ASSIGNMENT A ->
Answer these three questions about the forum thread on immutable strings below, one answer per line, marked to match:
(i) What does COW stand for?
(ii) In the reply beginning "I believe that you will only be able to do such tricks," what could be used to write directly on the memory location where strings are stored?
(iii) According to the answer beginning "You really have no business," what does the immutability of strings stem from?
ASSIGNMENT B -> Resume the forum thread on immutable strings below, picking up right after its final sentence.

EXTRACT TO READ ->
------------------------------------------------------------------------

COW = Copy On Write.

Motti
+8  A: 

One should really ask, "why should X be mutable?" It's better to default to immutability, because of the benefits already mentioned by Princess Fluff. It should be an exception that something is mutable.

Unfortunately most of the current programming languages default to mutability, but hopefully in the future the default is more on immutablity (see A Wish List for the Next Mainstream Programming Language).

Esko Luontola
A: 

Strings in Java are not truly immutable, you can change their value's using reflection and or class loading. You should not be depending on that property for security. For examples see: Magic Trick In Java

Lorcan
I believe that you will only be able to do such tricks if your code is running with full trust, therefore there is no security loss. You could as well use JNI to write directly on the memory location where the strings are stored.
Antoine Aubry
+7  A: 

You really have no business answering technical questions related to software development if you believe that immutability has anthing to do with security.

I am reminded of my highschool C++ teacher who instructed us that private members were for for the explicit purpose of securing 'secret' data like passwords.

Strings are simply read-only by the limitations of their implementation within the VM -- they aren't hackproof, encyrpted, or actively monitored against changes for security purposes.

Quite simply, the immutablility of string stems from the tradeoffs made for sake of efficienty (string pooling) and thread saftey.

------------------------------------------------------------------------

DATA EXTRACT ->

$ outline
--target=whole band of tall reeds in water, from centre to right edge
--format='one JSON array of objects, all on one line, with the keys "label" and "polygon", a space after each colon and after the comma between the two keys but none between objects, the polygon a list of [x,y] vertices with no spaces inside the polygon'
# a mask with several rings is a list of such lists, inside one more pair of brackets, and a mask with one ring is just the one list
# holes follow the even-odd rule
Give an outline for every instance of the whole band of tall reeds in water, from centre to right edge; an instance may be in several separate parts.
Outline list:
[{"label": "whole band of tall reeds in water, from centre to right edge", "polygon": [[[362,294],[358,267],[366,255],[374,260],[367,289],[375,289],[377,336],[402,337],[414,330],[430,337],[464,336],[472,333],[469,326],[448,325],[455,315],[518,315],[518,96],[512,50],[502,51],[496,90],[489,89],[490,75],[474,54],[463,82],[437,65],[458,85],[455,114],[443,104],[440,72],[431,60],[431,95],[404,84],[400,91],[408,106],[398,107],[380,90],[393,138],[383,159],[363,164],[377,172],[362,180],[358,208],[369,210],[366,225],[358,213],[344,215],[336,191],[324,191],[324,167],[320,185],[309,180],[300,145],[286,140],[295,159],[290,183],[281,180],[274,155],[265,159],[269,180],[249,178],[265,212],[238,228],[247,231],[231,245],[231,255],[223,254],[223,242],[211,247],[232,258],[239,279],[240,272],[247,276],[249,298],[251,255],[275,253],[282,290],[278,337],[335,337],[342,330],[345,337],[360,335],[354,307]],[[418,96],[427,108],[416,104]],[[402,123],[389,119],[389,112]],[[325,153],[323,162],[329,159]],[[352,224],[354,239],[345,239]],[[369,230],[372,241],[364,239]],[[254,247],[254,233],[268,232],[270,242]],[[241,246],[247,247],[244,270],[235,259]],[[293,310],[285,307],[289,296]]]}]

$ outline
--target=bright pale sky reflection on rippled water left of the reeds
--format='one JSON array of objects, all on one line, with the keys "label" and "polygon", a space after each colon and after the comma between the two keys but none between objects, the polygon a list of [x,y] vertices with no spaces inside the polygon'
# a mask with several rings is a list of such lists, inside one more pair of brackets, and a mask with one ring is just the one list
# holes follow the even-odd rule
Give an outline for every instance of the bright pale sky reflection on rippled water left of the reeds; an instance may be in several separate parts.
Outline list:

------------------------------------------------------------------------

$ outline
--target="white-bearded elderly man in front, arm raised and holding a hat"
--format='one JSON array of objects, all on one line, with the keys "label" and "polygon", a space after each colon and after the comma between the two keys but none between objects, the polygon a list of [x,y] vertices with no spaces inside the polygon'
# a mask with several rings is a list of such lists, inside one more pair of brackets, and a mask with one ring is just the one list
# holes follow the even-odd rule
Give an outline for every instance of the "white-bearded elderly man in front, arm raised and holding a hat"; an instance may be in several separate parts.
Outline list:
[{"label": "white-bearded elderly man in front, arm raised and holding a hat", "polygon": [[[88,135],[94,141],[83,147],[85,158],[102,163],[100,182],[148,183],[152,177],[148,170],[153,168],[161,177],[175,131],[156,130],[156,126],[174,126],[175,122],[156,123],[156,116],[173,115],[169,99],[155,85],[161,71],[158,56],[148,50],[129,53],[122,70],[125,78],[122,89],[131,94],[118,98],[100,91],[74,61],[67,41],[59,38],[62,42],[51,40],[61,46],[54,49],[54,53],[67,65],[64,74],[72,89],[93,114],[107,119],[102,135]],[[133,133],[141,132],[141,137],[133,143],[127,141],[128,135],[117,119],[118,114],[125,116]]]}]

------------------------------------------------------------------------

RESPONSE A ->
(i) Copy On Write.
(ii) JNI.
(iii) The tradeoffs made for the sake of efficiency (string pooling) and thread safety.

RESPONSE B ->
+23  A: 

Actually, the reasons string are immutable in java doesn't have much to do with security. The two main reasons are the following:

Thead Safety:

Strings are extremely widely used type of object. It is therefore more or less guaranteed to be used in a multi-threaded environment. Strings are immutable to make sure that it is safe to share strings among threads. Having an immutable strings ensures that when passing strings from thread A to another thread B, thread B cannot unexpectedly modify thread A's string.

Not only does this help simplify the already pretty complicated task of multi-threaded programming, but it also helps with performance of multi-threaded applications. Access to mutable objects must somehow be synchronized when they can be accessed from multiple threads, to make sure that one thread doesn't attempt to read the value of your object while it is being modified by another thread. Proper synchronization is both hard to do correctly for the programmer, and expensive at runtime. Immutable objects cannot be modified and therefore do not need synchronization.

Performance:

While String interning has been mentioned, it only represents a small gain in memory efficiency for Java programs. Only string literals are interned. This means that only the strings which are the same in your source code will share the same String Object. If your program dynamically creates string that are the same, they will be represented in different objects.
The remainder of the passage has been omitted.